New breaking research from Donegal Clinical Research Academy in the Breast Unit North West has identified that patients who failed to attend for BreastCheck or be screened for high risk family history have a delayed presentation in terms of cancer size and stage. Alison Johnston has presented this data at the European Society of Surgical Oncology in Liverpool and it was recently published.
Johnston A, Curran S and Sugrue M. (2015) Failure to Engage in Breast Screening and Risk Assessment Results in More Advanced Stage at Diagnosis. Advances in Breast Cancer Research, 4, 53-62. doi: 10.4236/abcr.2015.42006.
"Alison Johnston Research Nurse at the Breast Centre North West in Letterkenny Hospital presented her community funded research at the 34th European Society of Surgical Oncology in Liverpool UK this week. The project identified the need to ensure high risk women undergo screening and family history risk assessment . Her presentation was very well received and was the only Irish presentation at the convention."
Letterkenny General Hospital leading the way in improving outcomes in Breast Cancer Surgery
Three medical students / summer research fellows linked to Letterkenny General Hospital, the Donegal Clinical Research Academy and University Hospital Galway have undertaken work to identify new potential techniques to reduce the volume of breast removed during conservative breast cancer surgery.
The three students, photographed with Clinical Research Nurse Alison Johnston - Dearbhla Hillick, Eoghan Shanley and David Sciascia – have been funded through public donations from members of the public in the North West.

◆ Data listing:
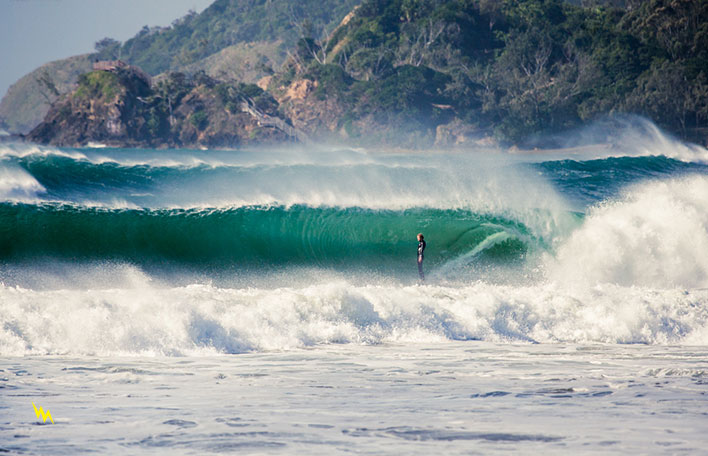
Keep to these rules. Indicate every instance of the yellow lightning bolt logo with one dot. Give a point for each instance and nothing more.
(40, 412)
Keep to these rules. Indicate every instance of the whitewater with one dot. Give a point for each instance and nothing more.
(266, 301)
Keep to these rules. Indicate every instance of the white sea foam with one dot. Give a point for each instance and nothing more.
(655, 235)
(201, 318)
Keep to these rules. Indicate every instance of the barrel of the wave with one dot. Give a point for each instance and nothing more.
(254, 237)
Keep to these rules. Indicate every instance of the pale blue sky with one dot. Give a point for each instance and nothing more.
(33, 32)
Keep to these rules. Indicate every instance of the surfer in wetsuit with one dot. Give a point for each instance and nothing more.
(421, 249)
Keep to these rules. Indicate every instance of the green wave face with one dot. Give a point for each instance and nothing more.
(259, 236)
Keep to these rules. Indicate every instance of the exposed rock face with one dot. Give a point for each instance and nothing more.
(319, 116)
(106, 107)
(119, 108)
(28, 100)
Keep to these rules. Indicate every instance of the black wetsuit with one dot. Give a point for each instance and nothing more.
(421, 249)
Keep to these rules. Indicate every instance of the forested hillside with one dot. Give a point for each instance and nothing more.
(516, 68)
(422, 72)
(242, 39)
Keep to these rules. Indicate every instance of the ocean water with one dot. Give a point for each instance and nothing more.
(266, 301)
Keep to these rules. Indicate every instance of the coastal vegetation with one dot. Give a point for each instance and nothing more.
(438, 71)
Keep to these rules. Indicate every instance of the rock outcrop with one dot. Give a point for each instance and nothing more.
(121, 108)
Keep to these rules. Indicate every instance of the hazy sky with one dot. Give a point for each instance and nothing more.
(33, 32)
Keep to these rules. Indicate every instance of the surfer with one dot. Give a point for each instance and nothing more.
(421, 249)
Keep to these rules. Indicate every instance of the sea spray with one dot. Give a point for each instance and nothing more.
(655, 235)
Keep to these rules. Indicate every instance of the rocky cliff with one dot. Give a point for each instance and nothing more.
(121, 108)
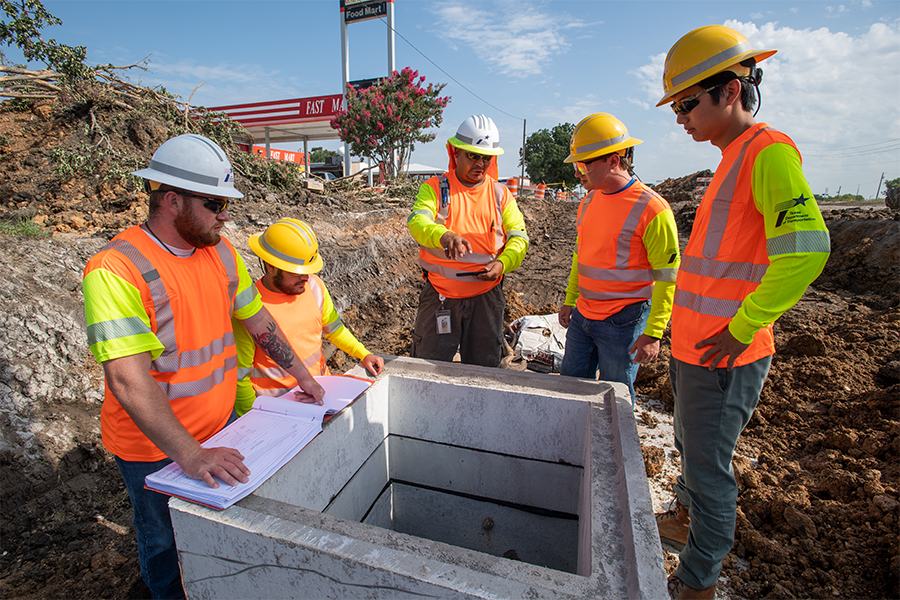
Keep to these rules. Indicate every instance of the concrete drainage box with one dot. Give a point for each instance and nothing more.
--
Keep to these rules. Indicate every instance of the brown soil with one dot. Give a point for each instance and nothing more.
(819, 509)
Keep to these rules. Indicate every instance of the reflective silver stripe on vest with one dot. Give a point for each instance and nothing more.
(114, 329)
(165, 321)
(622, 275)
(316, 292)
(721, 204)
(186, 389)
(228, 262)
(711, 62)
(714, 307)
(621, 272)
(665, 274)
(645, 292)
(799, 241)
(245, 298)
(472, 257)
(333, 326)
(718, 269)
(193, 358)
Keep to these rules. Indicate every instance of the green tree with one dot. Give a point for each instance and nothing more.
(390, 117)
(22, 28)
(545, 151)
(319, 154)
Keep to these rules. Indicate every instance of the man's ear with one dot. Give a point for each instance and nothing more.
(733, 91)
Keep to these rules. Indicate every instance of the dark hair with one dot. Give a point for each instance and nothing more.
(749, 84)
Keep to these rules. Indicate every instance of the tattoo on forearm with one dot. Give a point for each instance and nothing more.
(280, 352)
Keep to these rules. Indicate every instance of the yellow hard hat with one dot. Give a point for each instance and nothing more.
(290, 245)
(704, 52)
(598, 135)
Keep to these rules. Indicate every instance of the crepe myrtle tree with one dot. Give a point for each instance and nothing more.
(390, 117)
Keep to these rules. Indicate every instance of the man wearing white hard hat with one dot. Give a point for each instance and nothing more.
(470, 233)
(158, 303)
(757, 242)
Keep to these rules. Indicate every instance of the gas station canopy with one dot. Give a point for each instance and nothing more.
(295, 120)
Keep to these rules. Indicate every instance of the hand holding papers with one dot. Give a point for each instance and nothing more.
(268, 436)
---
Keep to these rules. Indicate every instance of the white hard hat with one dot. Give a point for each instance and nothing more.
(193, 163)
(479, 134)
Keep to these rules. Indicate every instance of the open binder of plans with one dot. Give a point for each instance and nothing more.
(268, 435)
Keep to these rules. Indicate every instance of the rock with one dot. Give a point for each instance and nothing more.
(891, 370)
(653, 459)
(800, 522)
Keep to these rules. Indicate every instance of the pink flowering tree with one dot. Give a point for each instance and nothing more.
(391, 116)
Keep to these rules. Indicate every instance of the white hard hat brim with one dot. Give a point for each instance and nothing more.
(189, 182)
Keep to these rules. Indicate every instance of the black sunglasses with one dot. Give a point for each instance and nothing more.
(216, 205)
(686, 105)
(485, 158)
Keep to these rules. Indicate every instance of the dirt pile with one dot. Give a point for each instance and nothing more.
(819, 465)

◆ Directions: Carry on the piece about breast cancer research at Letterkenny General Hospital, picking up after its last sentence. The rows have no part in what comes next.

◆ Exercise response:
Under the supervision of Alison Johnston, Clinical Research Nurse and Mr Sugrue, Lead Clinician and Consultant Breast Surgeon at LGH, the students have identified new techniques of breast volume measurement leading to patent filing and acceptance of their work at the American Society of Clinical Oncology Meeting in San Francisco.
Mr Michael Sugrue commented, "Letterkenny Hospital has one of the lowest re-excision rates following breast conservative surgery in Ireland and one of the lowest in the world. The findings of the students' research are significant and I'm very happy with the progress the research programme is making".
This is the third consecutive year that the Letterkenny Hospital Breast Unit has undertaken a research fellowship programme for the summer, with a small stipend for the research fellows funded through generous donations from the community.
Letterkenny Hospital is a satellite to the designated cancer centre in Galway and is making a significant contribution to advancing clinical breast research in Ireland.
Mr Michael Sugrue and the team, with Dr Duffy, Consultant Oncologist; Dr McGowan, Consultant Radiologist; Dr O'Dowd, Consultant Pathologist; Dr Salib, Consultant Radiation/Oncology and Geraldine MacGregor, Breast Nurse Specialist, have established one of the first courses in the world for teaching multi disciplinary breast cancer care to health professionals.
This exciting one-day programme is being organised by the Donegal Clinical Research Academy and will take place next month. Three international guest speakers will attend including Dr Sandra Brennan from Sloan-Kettering in the United States, Petrousjka van den Tol from the Netherlands and Professor Koji Yamashita from Japan.
Thanks to the proceeds from last year's Breast Ball we are hosting three summer research fellows to undertake exciting work at Breast Centre North West in collaboration with Donegal Clinical Research Academy. Previous research carried out here has been published in international and national journals as well as having been presented at international, national and local conferences and symposiums. The research fellows, David Sciascia, Dearbhla Hillick and Eoghan Shanley are medical students at National University Ireland (NUI) Galway. Included in the photo is Alison Johnston, clinical research nurse at Breast Centre North West.